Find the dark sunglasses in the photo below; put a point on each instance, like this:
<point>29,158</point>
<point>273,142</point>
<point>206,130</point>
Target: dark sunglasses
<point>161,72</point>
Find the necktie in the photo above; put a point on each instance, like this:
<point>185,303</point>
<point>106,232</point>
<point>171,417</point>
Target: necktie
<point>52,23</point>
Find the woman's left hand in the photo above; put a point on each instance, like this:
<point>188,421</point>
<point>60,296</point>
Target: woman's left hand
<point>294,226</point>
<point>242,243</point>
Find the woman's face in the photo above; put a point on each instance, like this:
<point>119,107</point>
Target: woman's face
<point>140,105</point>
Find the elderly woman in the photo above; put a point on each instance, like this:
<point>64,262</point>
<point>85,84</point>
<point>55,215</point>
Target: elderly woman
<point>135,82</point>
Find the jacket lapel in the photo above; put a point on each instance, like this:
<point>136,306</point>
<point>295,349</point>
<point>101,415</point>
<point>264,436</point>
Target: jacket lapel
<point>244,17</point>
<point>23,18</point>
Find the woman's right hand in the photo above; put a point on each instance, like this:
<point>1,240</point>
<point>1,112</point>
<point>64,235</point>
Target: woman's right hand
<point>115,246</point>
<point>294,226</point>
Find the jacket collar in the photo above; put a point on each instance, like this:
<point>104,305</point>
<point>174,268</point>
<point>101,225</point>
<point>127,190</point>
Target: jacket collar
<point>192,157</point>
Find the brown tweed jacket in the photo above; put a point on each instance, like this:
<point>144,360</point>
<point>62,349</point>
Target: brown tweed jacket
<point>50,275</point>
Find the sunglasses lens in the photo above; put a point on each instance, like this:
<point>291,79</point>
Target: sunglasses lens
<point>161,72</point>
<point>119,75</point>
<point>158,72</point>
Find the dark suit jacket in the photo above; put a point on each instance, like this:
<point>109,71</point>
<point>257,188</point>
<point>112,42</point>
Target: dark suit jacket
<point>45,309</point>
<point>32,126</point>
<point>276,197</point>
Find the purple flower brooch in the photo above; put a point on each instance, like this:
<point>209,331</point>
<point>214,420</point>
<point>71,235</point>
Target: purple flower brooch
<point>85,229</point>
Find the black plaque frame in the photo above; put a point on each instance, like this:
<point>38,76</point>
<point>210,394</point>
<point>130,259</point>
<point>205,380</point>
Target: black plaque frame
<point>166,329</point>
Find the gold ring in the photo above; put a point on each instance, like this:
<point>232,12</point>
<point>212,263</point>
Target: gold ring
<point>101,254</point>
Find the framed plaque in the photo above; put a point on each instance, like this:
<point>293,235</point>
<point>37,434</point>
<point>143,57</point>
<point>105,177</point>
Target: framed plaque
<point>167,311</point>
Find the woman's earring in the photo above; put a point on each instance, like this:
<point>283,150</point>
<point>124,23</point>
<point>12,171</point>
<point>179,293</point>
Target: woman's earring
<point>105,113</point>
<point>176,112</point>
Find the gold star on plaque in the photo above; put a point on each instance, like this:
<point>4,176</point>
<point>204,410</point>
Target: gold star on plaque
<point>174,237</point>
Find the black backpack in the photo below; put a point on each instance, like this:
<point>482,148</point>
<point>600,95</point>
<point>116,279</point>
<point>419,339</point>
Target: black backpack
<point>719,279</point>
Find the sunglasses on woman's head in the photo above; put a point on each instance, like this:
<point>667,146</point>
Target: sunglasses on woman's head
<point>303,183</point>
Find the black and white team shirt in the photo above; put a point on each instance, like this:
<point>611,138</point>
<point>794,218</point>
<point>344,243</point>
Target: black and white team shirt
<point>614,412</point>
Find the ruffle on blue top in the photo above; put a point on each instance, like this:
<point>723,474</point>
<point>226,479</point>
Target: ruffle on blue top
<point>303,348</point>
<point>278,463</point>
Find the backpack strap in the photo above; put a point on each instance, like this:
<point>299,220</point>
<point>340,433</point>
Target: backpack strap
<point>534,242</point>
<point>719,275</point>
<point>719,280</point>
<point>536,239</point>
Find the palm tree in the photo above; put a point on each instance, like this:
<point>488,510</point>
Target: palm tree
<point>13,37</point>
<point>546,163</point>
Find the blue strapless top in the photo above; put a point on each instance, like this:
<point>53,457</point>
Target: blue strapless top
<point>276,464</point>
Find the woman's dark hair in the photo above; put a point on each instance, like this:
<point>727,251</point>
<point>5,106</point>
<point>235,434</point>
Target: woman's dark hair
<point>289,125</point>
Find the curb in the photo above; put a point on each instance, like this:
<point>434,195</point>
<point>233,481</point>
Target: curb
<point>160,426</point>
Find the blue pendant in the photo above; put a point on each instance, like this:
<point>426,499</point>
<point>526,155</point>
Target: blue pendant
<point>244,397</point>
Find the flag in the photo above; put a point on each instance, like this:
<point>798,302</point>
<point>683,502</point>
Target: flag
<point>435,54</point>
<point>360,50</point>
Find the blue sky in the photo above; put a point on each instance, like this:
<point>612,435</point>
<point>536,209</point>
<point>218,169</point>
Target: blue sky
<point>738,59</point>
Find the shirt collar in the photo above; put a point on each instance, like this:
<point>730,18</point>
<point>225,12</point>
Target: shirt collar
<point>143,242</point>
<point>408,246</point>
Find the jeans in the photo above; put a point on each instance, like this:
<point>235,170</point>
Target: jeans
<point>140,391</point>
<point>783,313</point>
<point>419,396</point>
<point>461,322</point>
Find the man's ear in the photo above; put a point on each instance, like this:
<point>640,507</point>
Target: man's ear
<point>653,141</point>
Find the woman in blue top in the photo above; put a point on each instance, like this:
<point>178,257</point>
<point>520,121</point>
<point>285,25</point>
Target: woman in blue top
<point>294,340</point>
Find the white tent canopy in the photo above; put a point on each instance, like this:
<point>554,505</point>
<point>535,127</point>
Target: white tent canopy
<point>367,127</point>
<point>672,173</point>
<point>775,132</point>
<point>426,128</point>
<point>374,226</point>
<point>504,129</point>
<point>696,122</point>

+++++

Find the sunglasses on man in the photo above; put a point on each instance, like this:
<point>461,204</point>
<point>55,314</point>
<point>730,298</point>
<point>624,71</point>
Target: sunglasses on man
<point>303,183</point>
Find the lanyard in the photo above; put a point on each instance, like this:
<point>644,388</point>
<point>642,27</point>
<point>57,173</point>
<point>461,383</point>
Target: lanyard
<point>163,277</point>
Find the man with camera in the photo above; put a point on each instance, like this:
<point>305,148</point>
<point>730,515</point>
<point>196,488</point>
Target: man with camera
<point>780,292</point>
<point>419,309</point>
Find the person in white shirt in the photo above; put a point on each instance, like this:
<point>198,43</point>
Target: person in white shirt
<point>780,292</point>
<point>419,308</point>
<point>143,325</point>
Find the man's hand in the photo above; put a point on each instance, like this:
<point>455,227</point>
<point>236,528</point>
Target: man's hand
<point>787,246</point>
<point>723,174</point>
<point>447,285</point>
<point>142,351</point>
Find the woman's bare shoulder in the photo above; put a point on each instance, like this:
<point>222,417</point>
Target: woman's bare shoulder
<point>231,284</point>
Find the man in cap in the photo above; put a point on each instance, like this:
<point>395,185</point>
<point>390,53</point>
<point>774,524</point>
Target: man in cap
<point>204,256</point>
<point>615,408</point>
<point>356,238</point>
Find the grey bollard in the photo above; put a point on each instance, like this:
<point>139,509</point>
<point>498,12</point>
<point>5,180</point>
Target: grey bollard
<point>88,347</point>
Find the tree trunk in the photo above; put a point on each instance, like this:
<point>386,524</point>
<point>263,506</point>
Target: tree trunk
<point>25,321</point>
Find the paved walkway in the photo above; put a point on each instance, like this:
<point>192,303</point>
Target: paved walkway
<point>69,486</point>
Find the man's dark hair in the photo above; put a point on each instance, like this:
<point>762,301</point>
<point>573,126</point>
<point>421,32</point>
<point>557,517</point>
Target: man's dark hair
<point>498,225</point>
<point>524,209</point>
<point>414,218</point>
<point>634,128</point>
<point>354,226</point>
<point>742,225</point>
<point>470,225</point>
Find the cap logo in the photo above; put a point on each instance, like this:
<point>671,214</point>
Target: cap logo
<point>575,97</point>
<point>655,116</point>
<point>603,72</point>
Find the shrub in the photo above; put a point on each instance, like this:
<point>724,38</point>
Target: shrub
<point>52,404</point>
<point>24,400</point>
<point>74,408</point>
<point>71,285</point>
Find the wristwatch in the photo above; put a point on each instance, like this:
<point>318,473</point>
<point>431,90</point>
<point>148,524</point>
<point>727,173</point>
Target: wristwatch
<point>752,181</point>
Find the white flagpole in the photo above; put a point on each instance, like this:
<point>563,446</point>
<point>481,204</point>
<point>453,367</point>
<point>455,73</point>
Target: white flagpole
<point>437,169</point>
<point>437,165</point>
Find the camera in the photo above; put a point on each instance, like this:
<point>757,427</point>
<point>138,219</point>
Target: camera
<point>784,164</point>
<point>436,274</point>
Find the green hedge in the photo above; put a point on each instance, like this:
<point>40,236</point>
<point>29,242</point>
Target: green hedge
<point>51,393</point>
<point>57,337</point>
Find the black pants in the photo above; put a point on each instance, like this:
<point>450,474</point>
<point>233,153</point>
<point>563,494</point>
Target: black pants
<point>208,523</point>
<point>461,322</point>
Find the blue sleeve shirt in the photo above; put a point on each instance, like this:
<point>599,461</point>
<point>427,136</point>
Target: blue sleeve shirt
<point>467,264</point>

+++++

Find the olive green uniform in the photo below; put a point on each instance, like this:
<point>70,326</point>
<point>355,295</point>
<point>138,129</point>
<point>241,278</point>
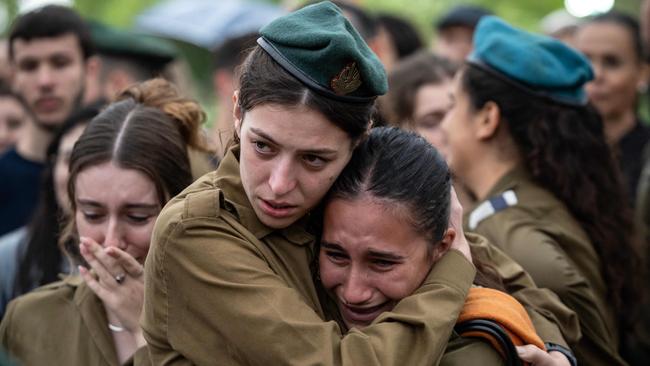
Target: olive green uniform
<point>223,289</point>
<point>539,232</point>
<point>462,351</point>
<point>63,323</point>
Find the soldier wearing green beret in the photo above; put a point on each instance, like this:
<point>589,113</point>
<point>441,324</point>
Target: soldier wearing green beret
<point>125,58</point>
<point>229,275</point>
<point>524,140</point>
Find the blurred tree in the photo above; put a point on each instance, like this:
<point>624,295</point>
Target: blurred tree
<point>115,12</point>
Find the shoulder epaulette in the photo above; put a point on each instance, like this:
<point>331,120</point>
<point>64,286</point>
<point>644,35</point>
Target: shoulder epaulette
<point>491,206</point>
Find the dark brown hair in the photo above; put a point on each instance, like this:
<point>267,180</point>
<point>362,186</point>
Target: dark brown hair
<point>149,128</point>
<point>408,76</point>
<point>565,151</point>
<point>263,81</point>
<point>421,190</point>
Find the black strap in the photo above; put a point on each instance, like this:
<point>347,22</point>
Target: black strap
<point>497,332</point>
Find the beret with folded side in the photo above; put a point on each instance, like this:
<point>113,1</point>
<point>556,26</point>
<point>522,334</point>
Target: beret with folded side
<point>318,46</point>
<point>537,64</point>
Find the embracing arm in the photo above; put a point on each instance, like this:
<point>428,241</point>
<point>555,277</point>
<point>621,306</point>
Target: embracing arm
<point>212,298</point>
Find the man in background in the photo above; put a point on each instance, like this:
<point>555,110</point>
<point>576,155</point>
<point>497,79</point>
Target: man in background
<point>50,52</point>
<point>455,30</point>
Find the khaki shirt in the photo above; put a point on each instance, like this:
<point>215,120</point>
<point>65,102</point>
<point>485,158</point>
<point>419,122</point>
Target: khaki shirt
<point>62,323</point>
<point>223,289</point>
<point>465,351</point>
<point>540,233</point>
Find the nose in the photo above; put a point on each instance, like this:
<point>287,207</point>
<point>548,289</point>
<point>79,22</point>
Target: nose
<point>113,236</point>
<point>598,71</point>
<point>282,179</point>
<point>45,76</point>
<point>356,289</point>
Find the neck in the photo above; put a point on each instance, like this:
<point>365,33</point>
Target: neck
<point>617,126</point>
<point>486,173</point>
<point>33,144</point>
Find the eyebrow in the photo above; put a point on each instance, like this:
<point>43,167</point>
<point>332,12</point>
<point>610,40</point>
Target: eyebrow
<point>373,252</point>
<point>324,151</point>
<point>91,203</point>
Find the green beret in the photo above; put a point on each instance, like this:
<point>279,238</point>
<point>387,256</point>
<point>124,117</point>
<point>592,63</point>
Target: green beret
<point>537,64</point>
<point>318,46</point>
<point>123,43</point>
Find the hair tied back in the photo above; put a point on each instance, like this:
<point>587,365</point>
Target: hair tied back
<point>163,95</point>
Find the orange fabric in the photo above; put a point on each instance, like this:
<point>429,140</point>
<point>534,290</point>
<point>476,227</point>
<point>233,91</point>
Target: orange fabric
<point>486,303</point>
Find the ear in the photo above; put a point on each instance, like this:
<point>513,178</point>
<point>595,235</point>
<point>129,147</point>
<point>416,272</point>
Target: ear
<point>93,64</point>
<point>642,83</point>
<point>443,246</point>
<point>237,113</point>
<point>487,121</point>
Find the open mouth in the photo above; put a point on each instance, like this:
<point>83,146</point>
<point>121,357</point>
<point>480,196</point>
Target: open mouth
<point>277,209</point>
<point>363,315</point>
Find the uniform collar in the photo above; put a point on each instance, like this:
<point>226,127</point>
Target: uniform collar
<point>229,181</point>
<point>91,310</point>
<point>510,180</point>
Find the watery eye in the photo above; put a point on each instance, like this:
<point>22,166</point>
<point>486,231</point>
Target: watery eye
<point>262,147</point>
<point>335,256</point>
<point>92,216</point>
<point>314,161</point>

+++++

## Task statement
Copy everything from the line containing "Find the elderly" down to the line containing "<point>23,18</point>", swapping "jacket lapel" for "coat lapel" and changing nothing else. Give only those lines.

## Response below
Find the elderly woman in the photo above; put a point on each instance, like this:
<point>64,262</point>
<point>85,84</point>
<point>55,215</point>
Target: elderly woman
<point>135,82</point>
Find the coat lapel in the photo above; put a point on each instance, like this:
<point>136,306</point>
<point>295,349</point>
<point>101,415</point>
<point>264,436</point>
Target: coat lapel
<point>244,17</point>
<point>23,18</point>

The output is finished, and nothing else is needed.